* [Directions] From the memorandum opinion, please give the stretch from "Plaintiff, Patricia V." through "of Civil Procedure." again, substituting "respondent" for "defendant".

[642]*642MEMORANDUM OPINION
LEE, District Judge.
Plaintiff, Patricia V. Pittore, commenced this action on November 9, 1989, against defendant, Thorp, Reed and Armstrong alleging that the defendant discriminated against her by willfully terminating her in violation of the Age Discrimination in Employment Act, 29 U.S.C. § 621, et seq. (“ADEA”). On August 6, 1990, following the close of discovery, defendant filed Motion for Summary Judgment or in the alternative, for partial summary judgment pursuant to Rule 56(b) of the Federal Rules of Civil Procedure.
It is undisputed that plaintiff was 49 years old and within the protected class under ADEA at the time she was terminated from defendant’s employ on January 4, 1988. Plaintiff had been employed with defendant since 1974 and had held several positions with the defendant law firm. Plaintiff contends that at the time of her dismissal, she was employed as both a proofreader and a County Court filer. At that time, a portion of the proofreading function was also being performed by a gentleman by the name of John Lucci, (“Lucci”), who also performed the Federal Court filing duties.
Defendant contends that because of the loss of several attorneys who were partners or associates with the law firm, they were forced to cut back on the work force for economic reasons. They allege that after a thorough evaluation of the work force, the position of proofreader was determined to be an uneconomical position. Though the proofreading position was eliminated, plaintiffs duties as court filer were taken over by Mr. Lucci who is 24 years younger than plaintiff.

* [Supplied data]
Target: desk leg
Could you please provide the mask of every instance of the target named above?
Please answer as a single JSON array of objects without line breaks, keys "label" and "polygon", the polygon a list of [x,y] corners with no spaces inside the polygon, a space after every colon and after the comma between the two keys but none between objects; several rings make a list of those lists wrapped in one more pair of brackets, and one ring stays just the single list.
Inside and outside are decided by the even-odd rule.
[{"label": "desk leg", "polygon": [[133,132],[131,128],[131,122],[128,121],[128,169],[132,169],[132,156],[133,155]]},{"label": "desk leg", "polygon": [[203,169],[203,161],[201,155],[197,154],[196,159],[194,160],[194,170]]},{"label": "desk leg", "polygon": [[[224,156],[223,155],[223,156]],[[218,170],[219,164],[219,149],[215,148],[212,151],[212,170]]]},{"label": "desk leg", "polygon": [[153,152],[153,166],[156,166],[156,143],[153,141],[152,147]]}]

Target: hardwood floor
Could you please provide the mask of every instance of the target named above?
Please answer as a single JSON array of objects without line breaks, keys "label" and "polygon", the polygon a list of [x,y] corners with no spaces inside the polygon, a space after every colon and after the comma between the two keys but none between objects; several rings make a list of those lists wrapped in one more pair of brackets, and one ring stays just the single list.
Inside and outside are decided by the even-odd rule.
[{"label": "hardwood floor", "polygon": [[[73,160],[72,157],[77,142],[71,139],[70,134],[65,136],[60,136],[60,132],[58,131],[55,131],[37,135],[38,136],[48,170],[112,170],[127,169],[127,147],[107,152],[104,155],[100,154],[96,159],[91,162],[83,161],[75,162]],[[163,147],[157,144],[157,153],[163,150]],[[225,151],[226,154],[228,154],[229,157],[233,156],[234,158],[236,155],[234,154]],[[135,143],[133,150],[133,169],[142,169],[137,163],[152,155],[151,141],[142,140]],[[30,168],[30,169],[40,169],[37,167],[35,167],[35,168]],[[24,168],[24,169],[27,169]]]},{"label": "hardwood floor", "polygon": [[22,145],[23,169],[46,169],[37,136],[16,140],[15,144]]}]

* [Answer to this task]
Plaintiff, Patricia V. Pittore, commenced this action on November 9, 1989, against respondent, Thorp, Reed and Armstrong alleging that the respondent discriminated against her by willfully terminating her in violation of the Age Discrimination in Employment Act, 29 U.S.C. § 621, et seq. (“ADEA”). On August 6, 1990, following the close of discovery, respondent filed Motion for Summary Judgment or in the alternative, for partial summary judgment pursuant to Rule 56(b) of the Federal Rules of Civil Procedure.